## Excerpted text
───
The last bit of advice I’ll give here is don’t try and grind lock picking. You’ll hate yourself and the skill and get frustrated all the time. Just make a habit of making a lockpicking run to start your day, and maybe one before you log off, maybe one every couple of hours during a long play session. It seriously takes most people a couple months to GM. Give yourself a break and let it grow over time, and absolutely use your power hour for picking.  It’s a very lucrative field of play. Once my pack is full, I’ve usually have 5-10 good quality magic items, and 5-10K of vendor trash. That’s on top of the gold I’ve collected. You’ll slowly get rich and get lots of great loot, so don’t burn out on it. FYI, PK’s like to camp the chests sometimes. Picking with a full backpack of stuff isn’t recommended.
 
Those are the two new skills that need to be covered. The rest of the skills are very common and have likely been covered multiple times, so I’ll do a quick review here for you.
 
Provoke/Music – head anywhere you can find a caged gray in a guard zone. Stables work great. The Moonglow zoo has always been a hot spot. If you just GM’d herding for stats, you are probably in a good spot to provoke. Create a macro that provokes the gray onto you, and then strums the instrument a several times between provokes. The only real key here is to make sure the gray can’t actually get to you. That’s why fenced in animals work best. GM music makes the provoke gains go faster, so you’ll want that moving up as fast as you can in between provokes. Now just leave him there. Check back every once in a while to make sure you and the gray target are still alive, but other than that just leave him parked there. Voila! GM music and provoke in a few days with no effort!
 
Magery – If you are going to add resist, you’ll want to fire field until resist is 55 – lightning until resist is 60+-Ebolt until resist is around 80ish maybe a bit more – then flamestrike to GM all while having an alt heal you outside of a guard zone. Alternatively, you could join a resist party get your resist that way. I adore a good resist party.
───
## Provided records

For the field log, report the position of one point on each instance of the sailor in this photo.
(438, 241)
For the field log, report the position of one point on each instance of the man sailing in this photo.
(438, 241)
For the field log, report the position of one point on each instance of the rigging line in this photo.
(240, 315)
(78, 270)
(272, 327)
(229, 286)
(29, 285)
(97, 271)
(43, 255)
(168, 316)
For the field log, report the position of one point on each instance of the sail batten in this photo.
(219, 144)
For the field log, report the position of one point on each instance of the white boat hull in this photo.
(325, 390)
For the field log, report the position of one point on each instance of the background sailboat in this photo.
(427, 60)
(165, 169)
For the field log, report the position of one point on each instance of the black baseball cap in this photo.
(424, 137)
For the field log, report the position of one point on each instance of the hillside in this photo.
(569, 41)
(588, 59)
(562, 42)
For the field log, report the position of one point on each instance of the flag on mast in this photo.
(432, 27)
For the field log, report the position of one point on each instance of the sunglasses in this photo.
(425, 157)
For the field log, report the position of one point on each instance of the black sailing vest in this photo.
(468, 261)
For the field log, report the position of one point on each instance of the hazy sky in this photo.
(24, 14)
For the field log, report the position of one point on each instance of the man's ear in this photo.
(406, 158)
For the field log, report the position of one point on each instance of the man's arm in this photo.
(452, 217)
───
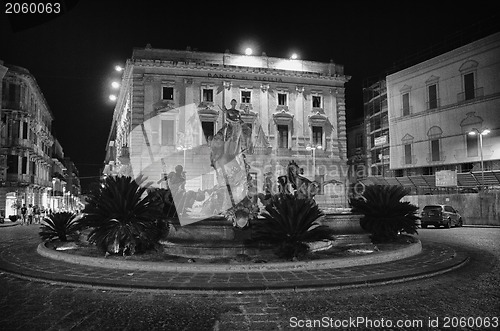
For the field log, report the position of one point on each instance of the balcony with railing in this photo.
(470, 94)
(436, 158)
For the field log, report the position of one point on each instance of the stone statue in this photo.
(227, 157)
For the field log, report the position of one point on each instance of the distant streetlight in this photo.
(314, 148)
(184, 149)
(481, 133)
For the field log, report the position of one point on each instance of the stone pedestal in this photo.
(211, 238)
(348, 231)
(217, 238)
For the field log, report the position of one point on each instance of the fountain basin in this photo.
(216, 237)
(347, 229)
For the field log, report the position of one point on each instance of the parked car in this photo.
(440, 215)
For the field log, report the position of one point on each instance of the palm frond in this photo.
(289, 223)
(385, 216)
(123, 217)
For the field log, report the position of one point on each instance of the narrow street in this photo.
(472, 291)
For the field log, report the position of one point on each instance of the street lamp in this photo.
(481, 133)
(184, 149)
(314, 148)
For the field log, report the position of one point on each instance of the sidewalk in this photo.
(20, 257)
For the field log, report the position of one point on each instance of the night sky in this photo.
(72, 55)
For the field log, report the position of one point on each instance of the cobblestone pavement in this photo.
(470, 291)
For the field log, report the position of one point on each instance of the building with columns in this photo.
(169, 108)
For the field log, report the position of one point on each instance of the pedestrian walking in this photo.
───
## Set of tasks
1. Write out the skill-training guide word for word, starting at "Those are the" and ending at "here for you.".
2. Write the next part of the skill-training guide, picking up after its final sentence.
The items come from a different source than the text above them.

## Answers for the tasks
1.
Those are the two new skills that need to be covered. The rest of the skills are very common and have likely been covered multiple times, so I’ll do a quick review here for you.

2.
If you are not adding resist you will want to cast cheap 5th circle spells until 65- cheap 6th circle until 80-cheap 7th circle until 95 – cheap 8th circle until GM. I would just park myself in town and lightning-ebolt-flamestrike myself (with a health check). Then at summons time (95+) I’d find something good to EV and earn a most of that money backJ in between macro sessions.  That means active play time though, but most things you need an EV for pay pretty well.
 
Meditation – You will work this at the same time as magery (also try drunken mediation using AR13 to AR 17 leather suit while pounding the liqour) as you will be actively meditating between most casts to be more time efficient. The trick to getting good meditation gains while training magery is making sure after your cast, you are in the range for ideal meditation gains. Figuring out ideal meditation is easy. It is 100-med skill if you have 100 INT (and you should). So if you have 54 meditation skill, the ideal mana level to med at would be 46 (100-54). The only real “trick” to it, is you want to be at that level AFTER you cast. You do this by inserting an “if” statement that does a mana check based on the circle you cast. If you are casting a 4th circle spell which is 11 mana? You would want the “if” check at greater than or equal to 46+11 or 57 (roughly, I always round up or down to the nearest 5 or zero so 55 in this case). Then you have your casting code (simply record yourself casting), then add an else statement, record yourself meditating. To finish it off, add in appropriate delays (10 seconds for med section, and 2-3 seconds for casting section). You are now efficiently leveling both magery and meditation in harmony.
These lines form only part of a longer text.